■ **Exercise details**: Convert the records below into a JSON list of strings, one string per line, skipping blank lines. Leave the pictures out.

--------------------------------

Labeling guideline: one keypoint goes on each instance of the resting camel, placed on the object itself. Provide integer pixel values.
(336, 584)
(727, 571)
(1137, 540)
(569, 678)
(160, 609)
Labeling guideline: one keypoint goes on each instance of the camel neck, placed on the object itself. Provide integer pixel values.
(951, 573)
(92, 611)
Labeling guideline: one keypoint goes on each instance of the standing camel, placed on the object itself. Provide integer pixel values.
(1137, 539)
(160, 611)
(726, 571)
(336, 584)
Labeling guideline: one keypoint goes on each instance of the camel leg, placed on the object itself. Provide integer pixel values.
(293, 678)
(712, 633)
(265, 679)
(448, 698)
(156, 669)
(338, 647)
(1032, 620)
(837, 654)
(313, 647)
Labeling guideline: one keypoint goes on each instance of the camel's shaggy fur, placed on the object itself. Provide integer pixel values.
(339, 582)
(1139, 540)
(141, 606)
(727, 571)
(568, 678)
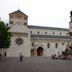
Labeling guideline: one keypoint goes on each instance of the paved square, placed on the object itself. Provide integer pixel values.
(35, 64)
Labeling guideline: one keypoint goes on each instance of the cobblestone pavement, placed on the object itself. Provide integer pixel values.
(35, 64)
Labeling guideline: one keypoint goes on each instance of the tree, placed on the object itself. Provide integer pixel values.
(5, 35)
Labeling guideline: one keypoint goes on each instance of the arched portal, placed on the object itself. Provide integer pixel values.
(39, 51)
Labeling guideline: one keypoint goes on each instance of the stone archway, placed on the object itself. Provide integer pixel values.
(39, 51)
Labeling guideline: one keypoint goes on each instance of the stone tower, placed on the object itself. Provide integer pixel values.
(18, 17)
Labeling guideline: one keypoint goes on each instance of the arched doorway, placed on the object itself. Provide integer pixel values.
(39, 51)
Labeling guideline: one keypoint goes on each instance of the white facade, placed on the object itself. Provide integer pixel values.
(35, 40)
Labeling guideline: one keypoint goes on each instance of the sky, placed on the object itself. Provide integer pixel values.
(49, 13)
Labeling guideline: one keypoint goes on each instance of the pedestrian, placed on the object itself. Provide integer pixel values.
(21, 56)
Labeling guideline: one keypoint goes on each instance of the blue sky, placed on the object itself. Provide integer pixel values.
(50, 13)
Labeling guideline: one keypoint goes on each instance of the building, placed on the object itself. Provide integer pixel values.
(36, 40)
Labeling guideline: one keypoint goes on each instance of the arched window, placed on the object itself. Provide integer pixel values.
(56, 45)
(48, 45)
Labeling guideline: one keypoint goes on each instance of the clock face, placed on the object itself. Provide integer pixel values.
(19, 41)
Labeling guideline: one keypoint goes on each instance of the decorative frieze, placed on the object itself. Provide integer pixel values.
(18, 34)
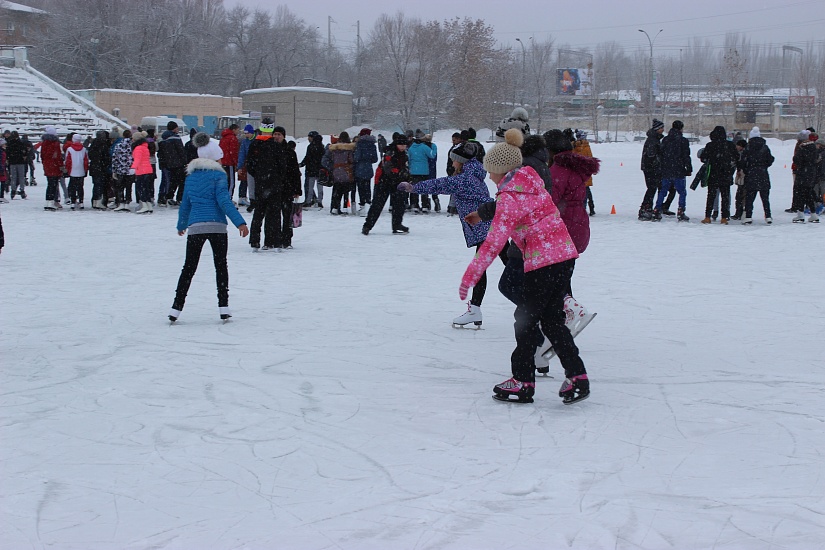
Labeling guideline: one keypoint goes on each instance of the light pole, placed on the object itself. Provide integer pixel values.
(650, 80)
(95, 42)
(523, 67)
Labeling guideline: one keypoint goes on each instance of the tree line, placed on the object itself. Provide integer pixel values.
(405, 71)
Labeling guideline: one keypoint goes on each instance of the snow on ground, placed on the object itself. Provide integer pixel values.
(339, 410)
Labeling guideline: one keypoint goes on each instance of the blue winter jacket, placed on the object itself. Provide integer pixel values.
(419, 154)
(242, 152)
(206, 196)
(366, 154)
(470, 191)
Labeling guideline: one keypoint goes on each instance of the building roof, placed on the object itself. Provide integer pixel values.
(14, 6)
(296, 89)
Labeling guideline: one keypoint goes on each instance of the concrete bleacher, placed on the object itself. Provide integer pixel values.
(29, 101)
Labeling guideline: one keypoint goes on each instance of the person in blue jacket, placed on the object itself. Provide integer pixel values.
(203, 210)
(470, 191)
(420, 154)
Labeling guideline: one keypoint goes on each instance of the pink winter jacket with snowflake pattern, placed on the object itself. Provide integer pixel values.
(526, 213)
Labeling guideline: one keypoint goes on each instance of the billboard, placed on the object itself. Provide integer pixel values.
(573, 81)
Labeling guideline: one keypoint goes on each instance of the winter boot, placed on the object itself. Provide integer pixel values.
(514, 391)
(574, 389)
(472, 315)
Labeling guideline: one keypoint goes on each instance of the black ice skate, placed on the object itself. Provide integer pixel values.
(514, 391)
(574, 389)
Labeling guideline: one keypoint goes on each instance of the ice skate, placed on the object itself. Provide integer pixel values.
(225, 314)
(173, 315)
(574, 389)
(514, 391)
(471, 317)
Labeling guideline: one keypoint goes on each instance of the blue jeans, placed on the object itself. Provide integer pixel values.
(667, 183)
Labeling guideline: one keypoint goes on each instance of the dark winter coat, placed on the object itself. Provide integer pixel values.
(652, 155)
(570, 172)
(339, 160)
(274, 167)
(51, 155)
(470, 192)
(171, 153)
(366, 154)
(15, 151)
(100, 160)
(312, 158)
(676, 156)
(722, 156)
(394, 167)
(805, 159)
(756, 159)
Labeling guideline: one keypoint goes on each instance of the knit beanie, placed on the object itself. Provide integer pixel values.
(211, 150)
(505, 156)
(464, 152)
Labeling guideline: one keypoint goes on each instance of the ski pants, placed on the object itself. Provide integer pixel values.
(764, 194)
(194, 245)
(384, 191)
(17, 178)
(275, 215)
(542, 302)
(76, 189)
(667, 185)
(715, 191)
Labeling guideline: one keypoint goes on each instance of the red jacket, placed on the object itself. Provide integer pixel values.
(230, 147)
(51, 155)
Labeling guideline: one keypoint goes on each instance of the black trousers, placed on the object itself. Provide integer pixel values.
(724, 191)
(194, 244)
(177, 177)
(275, 215)
(384, 191)
(764, 194)
(542, 302)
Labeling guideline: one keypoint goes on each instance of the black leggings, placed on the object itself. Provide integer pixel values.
(194, 244)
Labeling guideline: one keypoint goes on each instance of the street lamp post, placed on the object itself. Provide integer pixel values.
(523, 67)
(95, 42)
(650, 80)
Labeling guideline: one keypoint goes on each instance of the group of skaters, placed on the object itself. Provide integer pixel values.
(728, 161)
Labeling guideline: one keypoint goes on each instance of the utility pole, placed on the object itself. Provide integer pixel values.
(650, 81)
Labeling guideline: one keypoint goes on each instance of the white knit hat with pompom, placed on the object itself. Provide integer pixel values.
(506, 156)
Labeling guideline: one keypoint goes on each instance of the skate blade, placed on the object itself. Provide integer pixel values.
(576, 400)
(468, 326)
(550, 352)
(505, 399)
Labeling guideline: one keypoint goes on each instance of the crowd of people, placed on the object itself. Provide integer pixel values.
(728, 161)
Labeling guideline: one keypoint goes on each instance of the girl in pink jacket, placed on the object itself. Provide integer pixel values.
(526, 213)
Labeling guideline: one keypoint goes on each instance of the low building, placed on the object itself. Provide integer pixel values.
(301, 110)
(199, 111)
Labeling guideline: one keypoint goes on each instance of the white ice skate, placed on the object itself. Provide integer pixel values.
(471, 317)
(576, 319)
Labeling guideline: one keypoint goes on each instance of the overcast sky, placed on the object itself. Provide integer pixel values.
(585, 23)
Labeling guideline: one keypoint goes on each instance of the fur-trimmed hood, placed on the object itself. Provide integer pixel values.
(342, 147)
(203, 164)
(582, 165)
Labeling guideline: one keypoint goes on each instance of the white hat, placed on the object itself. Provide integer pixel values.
(211, 151)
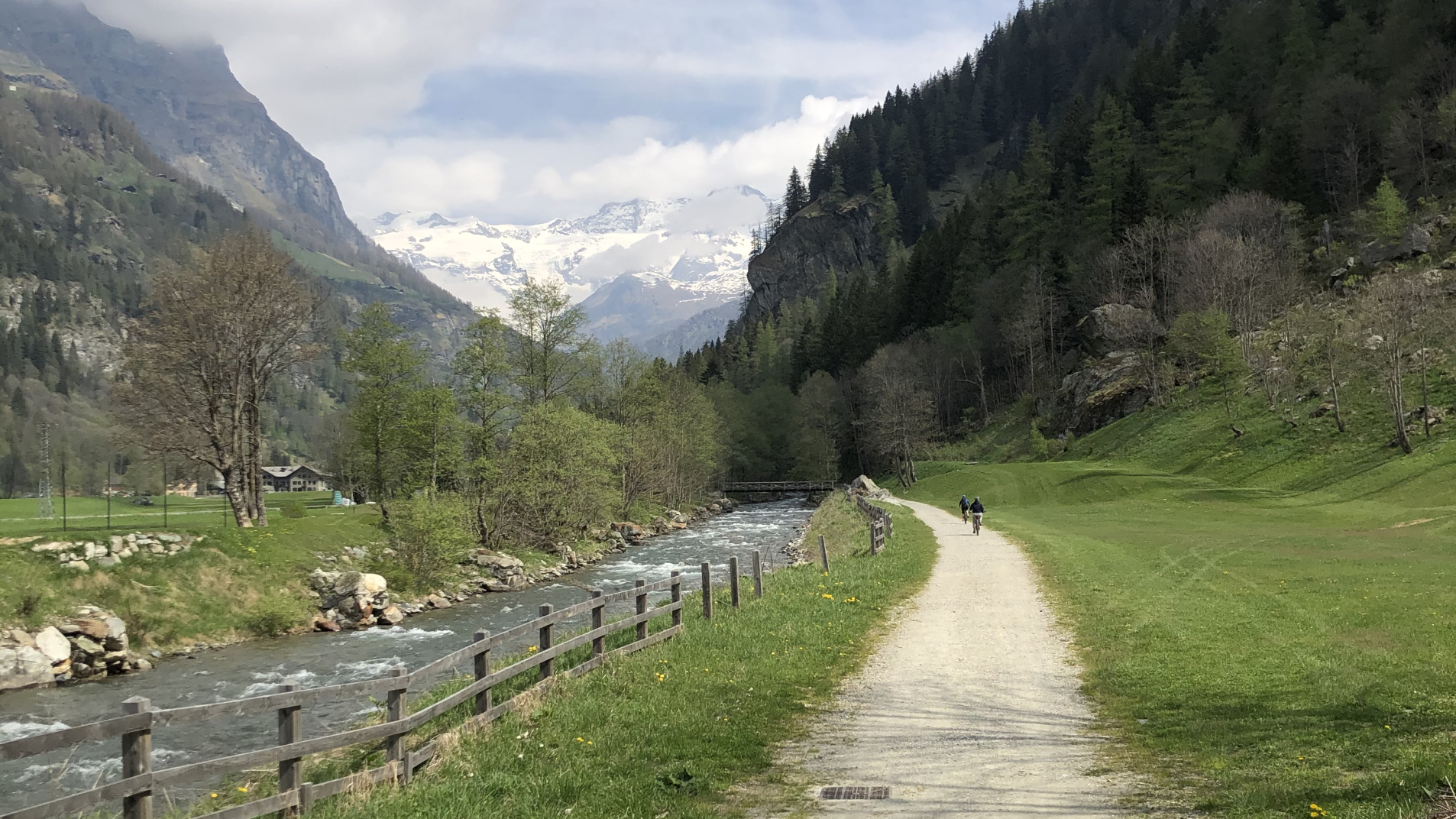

--------------------------------

■ **Expected answer**:
[
  "Labeling guideline: one keypoint goes on each instance of the resting camel, placed on the object itself. Provide integer pixel values.",
  "(336, 584)",
  "(727, 571)",
  "(1137, 540)",
  "(569, 678)",
  "(160, 609)",
  "Labeling guideline: one keypoint goes on each instance of the camel neck, placed on the object itself. Provide integer pixel values.",
  "(951, 573)",
  "(92, 611)",
  "Labeling guideline: one keypoint goes on each instance of the standing camel, placed on the object itself. Provide integer pixel values.",
  "(1137, 539)",
  "(160, 611)",
  "(726, 571)",
  "(336, 584)",
  "Labeling guideline: one keypoint goes on each instance of the camel leg, placed on the object itself. Provide integer pixel values.",
  "(293, 678)",
  "(712, 633)",
  "(265, 679)",
  "(448, 698)",
  "(156, 669)",
  "(338, 647)",
  "(1032, 620)",
  "(837, 654)",
  "(313, 647)",
  "Labeling guideline: one keypoint goes on each instance of the camel's shaggy fur, placed on the object itself. Provide integer pixel values.",
  "(339, 582)",
  "(1139, 540)",
  "(141, 606)",
  "(727, 571)",
  "(568, 678)",
  "Labeling guideline: one keypoint goes on each instance of the paved square, placed on the object itself. Provide integer pixel values.",
  "(35, 64)",
  "Labeling guideline: one keypoint goes on each instance of the cobblestone pavement, placed on the object itself. Provide integer pixel values.",
  "(35, 64)",
  "Labeling guideline: one keypoint goes on each instance of the tree, placed on the object itself. Provide integer pixel values.",
  "(5, 35)",
  "Labeling guideline: one keypoint goes on each instance of the arched portal, placed on the object itself. Provide integer pixel values.",
  "(39, 51)",
  "Labeling guideline: one keypoint goes on each instance of the stone archway, placed on the object itself. Provide integer pixel values.",
  "(39, 51)",
  "Labeling guideline: one keypoint goes on each instance of the stone tower, placed on the object itself. Provide integer pixel values.",
  "(18, 17)",
  "Labeling guideline: one keypoint goes on each instance of the arched doorway, placed on the object itself. Provide integer pixel values.",
  "(39, 51)",
  "Labeling guideline: one keypoint goes on each instance of the white facade, placed on the object itself. Provide integer pixel values.",
  "(35, 40)",
  "Labeling guideline: one keypoint goes on each instance of the sky, placed on the object itself. Provide integer pixel values.",
  "(49, 13)",
  "Labeling guideline: one keypoint goes on each instance of the pedestrian, placed on the object itself. Provide integer pixel values.",
  "(21, 56)",
  "Labeling guideline: one keypoint goes on each instance of the blue sky, placed on the object itself. Provide integer pixel values.",
  "(50, 13)",
  "Labeling guideline: one keypoint goes on each instance of the building, placed on the object itself. Provide integer pixel values.",
  "(36, 40)",
  "Labeling guideline: one keypoint goes on each instance of the arched window, placed on the object itself. Provide integer pixel values.",
  "(56, 45)",
  "(48, 45)",
  "Labeling guideline: one keypoint goes on each instance of the clock face, placed on the object itself. Provide integer pixel values.",
  "(19, 41)",
  "Labeling guideline: one keypoint goes on each instance of the decorative frieze, placed on the object itself. Provide integer pixel values.",
  "(18, 34)",
  "Labeling guideline: one keypoint goes on each instance of the light pole, placed on the object itself. Provide integer pixel values.",
  "(650, 80)",
  "(95, 42)",
  "(523, 67)",
  "Labeling guideline: one keypoint goes on each instance of the tree line, placed on the object itself. Provide integer pixel values.",
  "(405, 71)",
  "Labeling guideline: one keypoint goes on each instance of the snow on ground, placed on the object itself. Provide integer pixel values.",
  "(339, 410)",
  "Labeling guideline: one keypoint goes on each instance of the blue winter jacket, placed on the object itself. Provide integer pixel values.",
  "(419, 154)",
  "(242, 152)",
  "(206, 196)",
  "(366, 154)",
  "(470, 191)",
  "Labeling guideline: one keypoint goes on each instance of the building roof, placed on the object itself. Provide integer pixel values.",
  "(14, 6)",
  "(296, 89)",
  "Labeling guideline: one keypoint goes on each instance of the concrete bleacher, placed on the object itself. Provide integer pixel values.",
  "(29, 101)",
  "Labeling guideline: one keypoint goes on each instance of the person in blue jacket, placed on the object itself. Provide integer pixel values.",
  "(203, 210)",
  "(470, 191)",
  "(420, 154)",
  "Labeling guideline: one keypoint goes on each instance of the pink winter jacket with snowflake pattern, placed on the object itself. Provide integer pixel values.",
  "(526, 213)",
  "Labeling guideline: one keypoint goes on each instance of the billboard, placed on the object itself. Provide integer pixel values.",
  "(573, 81)",
  "Labeling guideline: one keypoint goes on each instance of the winter boot, placed on the object itself. Provide integer pixel values.",
  "(514, 391)",
  "(574, 389)",
  "(472, 315)",
  "Labeling guideline: one keypoint goes on each instance of the black ice skate, placed on the object itself. Provide integer pixel values.",
  "(514, 391)",
  "(574, 389)",
  "Labeling guideline: one keypoint goes on each instance of the ice skate, placed on the object itself. Provide integer pixel values.",
  "(225, 314)",
  "(173, 315)",
  "(574, 389)",
  "(514, 391)",
  "(471, 317)",
  "Labeling guideline: one keypoint goes on each instance of the blue jeans, placed on the object itself. Provide integer pixel values.",
  "(667, 183)",
  "Labeling guideline: one keypoint goes on each instance of the dark winter coat, placed on the object itself. Provide integer pixel values.",
  "(652, 155)",
  "(570, 172)",
  "(339, 160)",
  "(274, 167)",
  "(51, 155)",
  "(470, 192)",
  "(171, 153)",
  "(366, 154)",
  "(15, 151)",
  "(100, 160)",
  "(312, 158)",
  "(676, 156)",
  "(722, 156)",
  "(394, 167)",
  "(805, 159)",
  "(756, 159)",
  "Labeling guideline: one keypoint goes on each instance of the knit beanie, placed on the object itself. Provide integer pixel values.",
  "(211, 150)",
  "(505, 156)",
  "(464, 152)",
  "Labeling guideline: one keypoint goes on each instance of the ski pants, placed on the object itself. Provide integer pixel values.",
  "(764, 194)",
  "(194, 245)",
  "(384, 191)",
  "(17, 178)",
  "(275, 215)",
  "(542, 302)",
  "(76, 189)",
  "(667, 185)",
  "(715, 191)",
  "Labeling guideline: one keypoint goes on each instance of the red jacket, placed on the object itself. Provide integer pixel values.",
  "(230, 147)",
  "(51, 155)",
  "Labeling guideline: one keypoint goes on each instance of the black trousers, placed on the object itself. Provide integer pixel values.",
  "(724, 191)",
  "(194, 244)",
  "(177, 177)",
  "(275, 215)",
  "(384, 191)",
  "(764, 194)",
  "(542, 302)",
  "Labeling guideline: one keypoint goes on each instance of the black leggings, placed on the object itself. Provide integer pixel values.",
  "(194, 244)",
  "Labeling guideline: one keypoint goes on each instance of the street lamp post, placed on the object itself. Provide integer pixel values.",
  "(523, 67)",
  "(95, 42)",
  "(650, 80)",
  "Labeling guideline: one keypoint goes on each instance of the group of skaters, placed on the object itself. Provide integer pixel values.",
  "(728, 161)",
  "Labeling guideline: one keypoint goes on each instance of the utility pole, placed on the object itself. Provide integer pixel values.",
  "(650, 81)",
  "Labeling guideline: one keypoint goes on each instance of the white knit hat with pompom, placed on the object itself. Provide integer pixel values.",
  "(506, 156)",
  "Labeling guideline: one keypoint goes on each instance of the skate blade, placed on the object itself. Provide integer pixel values.",
  "(576, 400)",
  "(468, 326)",
  "(550, 352)",
  "(505, 399)",
  "Labeling guideline: one keypoint goes on each instance of the crowd of people, placed on the object itself. Provide integer pixel values.",
  "(728, 161)",
  "Labeling guideline: one keypoint goes on each instance of the girl in pink jacket, placed on the object itself. Provide integer pixel values.",
  "(526, 213)",
  "Labeling guideline: one keypoint goes on each instance of the low building, placed on the object itself. Provide integer pixel values.",
  "(301, 110)",
  "(199, 111)",
  "Labeling guideline: one keypoint goes on each instance of the white ice skate, placed on the object itself. Provide integer pixel values.",
  "(471, 317)",
  "(576, 319)",
  "Labeling guideline: one keypoint goes on each instance of the overcast sky, placed on the object itself. Provide integer pixel values.",
  "(585, 23)",
  "Labeling guideline: one keypoint goes on each instance of the fur-trimmed hood, placed on the object itself. Provide integer pixel values.",
  "(342, 147)",
  "(203, 164)",
  "(582, 165)",
  "Labeling guideline: one keypoint goes on each instance of the white hat, placed on the object itself. Provide integer pixel values.",
  "(211, 151)"
]